§ PAGE EXCERPT
===============

Hawaii Beach Sveti Nikola Island: Budva's Wild Escape
Profile
Hawaii Beach, Sveti Nikola Island, Budva: Montenegro’s Largest Island and the Name That Came from a Restaurant
Montenegro | Sveti Nikola Island | Budva
The Hawaii nickname came from a restaurant. The island of Sveti Nikola near Budva is almost universally referred to as “Hawaii.” This eponym originated from a famous restaurant of the same name that once stood on the island’s shores. The restaurant is gone. The name has stayed, attaching itself so completely to the island’s identity that most visitors, and many residents, use it without knowing or caring about the origin. The water colour that the limestone seabed produces in the Adriatic light is genuinely reminiscent of the Pacific photographs that the name evokes — not a marketing invention but an accidental accuracy. The name stuck because the visual was right.
Sveti Nikola Island is 2 kilometres long, covers 47 hectares, and is Montenegro’s largest island, positioned 1 kilometre off the coast of Budva. It is a natural reserve. No accommodation exists on the island, there are no roads, and no motor vehicles. The island has three beaches with a total length of 800 metres, plus numerous small coves in the rock. The interior forest is home to deer, mouflons, wild rabbits, pheasants, and a variety of birds. The Church of St. Nicholas (Crkva Sv. Nikole) on the island’s northern tip was built at the end of the 11th century, and the island takes its official name from the saint who was considered the protector of sailors — the naming logic that connects every lighthouse, cape chapel, and maritime settlement that dedicated a church to Nicholas throughout the Adriatic and the Mediterranean.

===============

§ COLLECTED DATA
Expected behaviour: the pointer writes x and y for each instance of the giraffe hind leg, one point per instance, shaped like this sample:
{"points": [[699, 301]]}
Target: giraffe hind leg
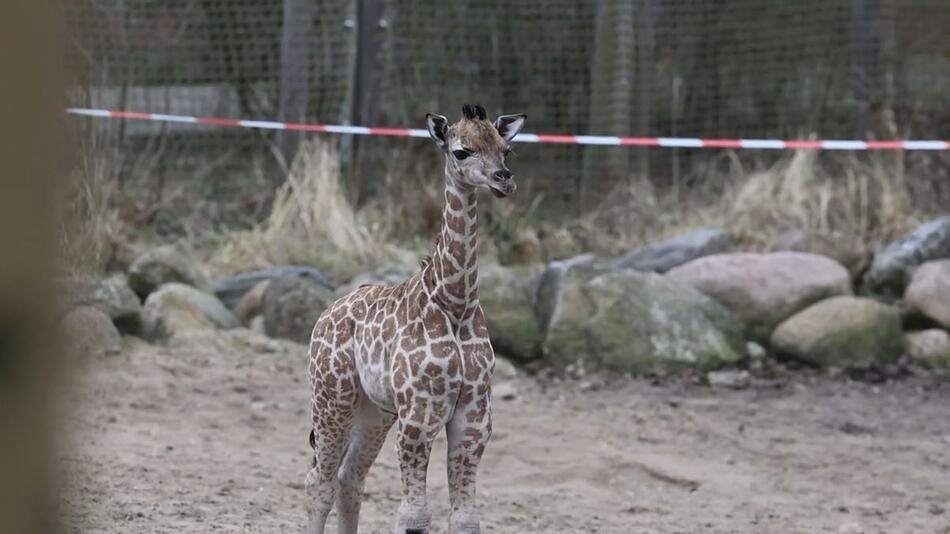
{"points": [[366, 439], [334, 405]]}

===============

§ STATED PROBLEM
Please give the Sveti Nikola Island profile again from "Sveti Nikola Island is" to "and the Mediterranean.", changing "mouflons" to "wild goats".

§ FINISHED ANSWER
Sveti Nikola Island is 2 kilometres long, covers 47 hectares, and is Montenegro’s largest island, positioned 1 kilometre off the coast of Budva. It is a natural reserve. No accommodation exists on the island, there are no roads, and no motor vehicles. The island has three beaches with a total length of 800 metres, plus numerous small coves in the rock. The interior forest is home to deer, wild goats, wild rabbits, pheasants, and a variety of birds. The Church of St. Nicholas (Crkva Sv. Nikole) on the island’s northern tip was built at the end of the 11th century, and the island takes its official name from the saint who was considered the protector of sailors — the naming logic that connects every lighthouse, cape chapel, and maritime settlement that dedicated a church to Nicholas throughout the Adriatic and the Mediterranean.